- **YOUR OBJECTIVE**
Answer these questions about the bike forum thread:
(a) How much did slumpey pay for a new bike at a nearby bike shop?
(b) What two bikes does dianeandrick name as the ones she got for Christmas?
(c) According to jtdunc, how much more front fork travel does the Giant Rainier have than the Hardrock?

- **SELECTED TEXT**
start

Giant make some good mtbs. Drooling over a Giant Talon 29er myself.

Craiglist has some gems.

2010 Scott Aspect 50 for $160.:thumbsup:

Specialized Hardrock Disc 2011 for $200. :thumbsup:


----------



## slumpey (Nov 20, 2011)

Yea. Was looking at Craigslist, but was able to get mine (new) for $350.00 at a bike shop close by. Helped sway my decision.


----------



## dianeandrick (Dec 29, 2011)

*Similar Question - I got two bikes for Christmas*

I'm new and bought myself and my husband a bike and he also bought me a bike for Christmas. Can anyone shed any light on which one I should keep? One is a Specialized Hardrock Sport Disc 29 and the other is a Giant Rainier 29er (getting that off the receipt).


----------



## AndrwSwitch (Nov 8, 2007)

Ride them both, keep your favorite.


----------



## jtdunc (Dec 16, 2011)

dianeandrick said:


> I'm new and bought myself and my husband a bike and he also bought me a bike for Christmas. Can anyone shed any light on which one I should keep? One is a Specialized Hardrock Sport Disc 29 and the other is a Giant Rainier 29er (getting that off the receipt).


Giant makes great bikes but their better 29er bikes are the Talon and the XTR.

Both have similar components but the Giant Rainer has a slight edge over the Hardrock on the quality of its components. The Rainer also has 20mm more travel on the front fork.

BUT I think the step through design and the low top tube of the Rainier needs to be deleted.

Truth . . . both are entry grade mtbs for weekend jaunts on trails, gravel roads, fun 20 mile rides, or even short distance commuting.

end

Some entries

start

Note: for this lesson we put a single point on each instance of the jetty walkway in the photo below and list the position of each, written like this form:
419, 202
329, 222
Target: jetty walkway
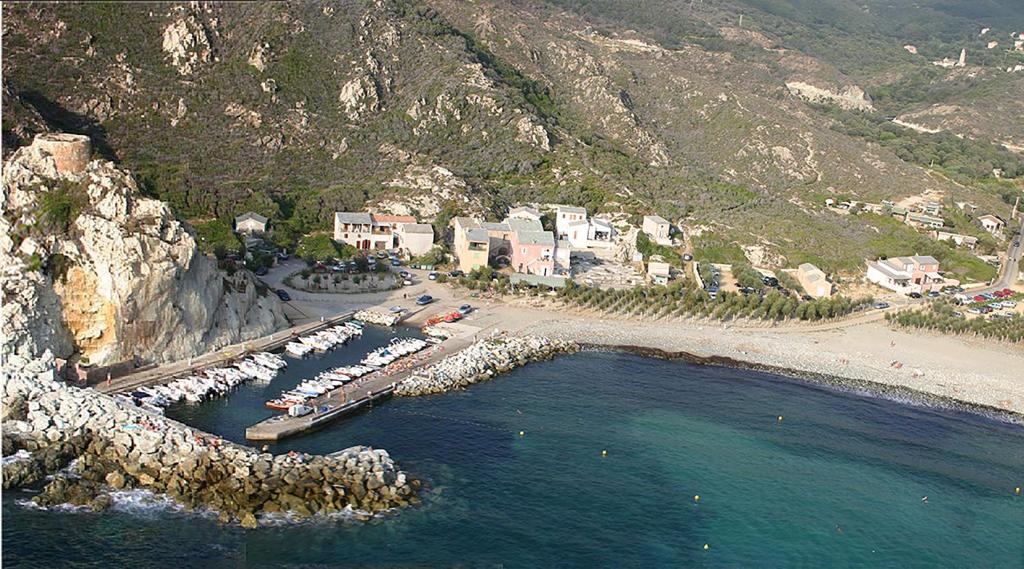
356, 395
166, 371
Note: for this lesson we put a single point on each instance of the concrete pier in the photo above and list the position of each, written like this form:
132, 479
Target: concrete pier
357, 395
167, 371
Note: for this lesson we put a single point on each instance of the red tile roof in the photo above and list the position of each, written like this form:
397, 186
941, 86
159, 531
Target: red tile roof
394, 218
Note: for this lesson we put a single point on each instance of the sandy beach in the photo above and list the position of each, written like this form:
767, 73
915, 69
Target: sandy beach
861, 352
868, 355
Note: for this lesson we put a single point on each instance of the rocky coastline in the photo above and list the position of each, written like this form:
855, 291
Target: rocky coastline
480, 361
90, 444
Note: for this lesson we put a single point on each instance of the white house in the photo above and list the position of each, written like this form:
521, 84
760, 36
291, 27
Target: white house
524, 212
566, 216
594, 232
813, 280
991, 223
368, 231
907, 274
657, 228
416, 237
250, 222
658, 272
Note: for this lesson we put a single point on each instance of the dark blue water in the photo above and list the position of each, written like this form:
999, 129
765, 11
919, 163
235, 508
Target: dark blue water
838, 483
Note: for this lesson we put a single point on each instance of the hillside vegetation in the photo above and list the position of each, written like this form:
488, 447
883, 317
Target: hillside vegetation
435, 107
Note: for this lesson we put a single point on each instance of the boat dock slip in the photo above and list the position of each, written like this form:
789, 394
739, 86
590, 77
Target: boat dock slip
166, 371
352, 397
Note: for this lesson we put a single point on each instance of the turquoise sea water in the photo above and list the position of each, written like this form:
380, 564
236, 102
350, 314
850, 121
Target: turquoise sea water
837, 483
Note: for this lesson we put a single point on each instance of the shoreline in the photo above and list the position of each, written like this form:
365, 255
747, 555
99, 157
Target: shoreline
895, 393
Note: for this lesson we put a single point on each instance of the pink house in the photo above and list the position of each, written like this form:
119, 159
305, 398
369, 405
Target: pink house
534, 252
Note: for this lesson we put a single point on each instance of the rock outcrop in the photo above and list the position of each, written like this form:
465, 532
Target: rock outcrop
481, 361
97, 443
851, 97
92, 267
185, 42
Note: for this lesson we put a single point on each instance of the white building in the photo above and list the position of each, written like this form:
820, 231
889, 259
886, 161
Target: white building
658, 272
907, 274
813, 280
372, 231
250, 222
657, 228
566, 216
991, 223
590, 233
524, 212
417, 238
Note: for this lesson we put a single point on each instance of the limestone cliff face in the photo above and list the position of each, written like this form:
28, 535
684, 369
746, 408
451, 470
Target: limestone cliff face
116, 275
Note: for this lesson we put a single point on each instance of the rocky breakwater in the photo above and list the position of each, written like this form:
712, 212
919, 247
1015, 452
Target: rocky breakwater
378, 317
92, 267
94, 444
480, 361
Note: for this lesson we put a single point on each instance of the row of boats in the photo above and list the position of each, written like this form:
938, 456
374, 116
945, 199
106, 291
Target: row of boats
209, 383
325, 340
294, 400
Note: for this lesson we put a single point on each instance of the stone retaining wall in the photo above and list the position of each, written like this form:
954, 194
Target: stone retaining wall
121, 446
480, 361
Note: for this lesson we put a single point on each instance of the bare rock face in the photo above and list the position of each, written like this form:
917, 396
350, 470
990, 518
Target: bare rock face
851, 97
185, 42
92, 267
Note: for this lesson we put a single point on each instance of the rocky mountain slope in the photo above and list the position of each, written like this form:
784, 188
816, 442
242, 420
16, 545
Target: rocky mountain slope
433, 107
94, 269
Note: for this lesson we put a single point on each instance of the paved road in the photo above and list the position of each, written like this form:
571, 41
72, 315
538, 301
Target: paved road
1011, 267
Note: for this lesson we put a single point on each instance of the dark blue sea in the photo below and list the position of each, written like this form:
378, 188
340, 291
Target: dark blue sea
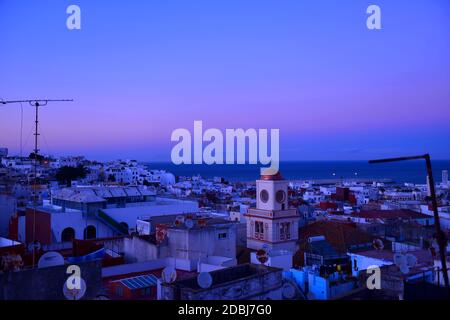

end

- **COMPLETE OUTPUT**
(a) $350.00
(b) A Specialized Hardrock Sport Disc 29 and a Giant Rainier 29er
(c) 20mm more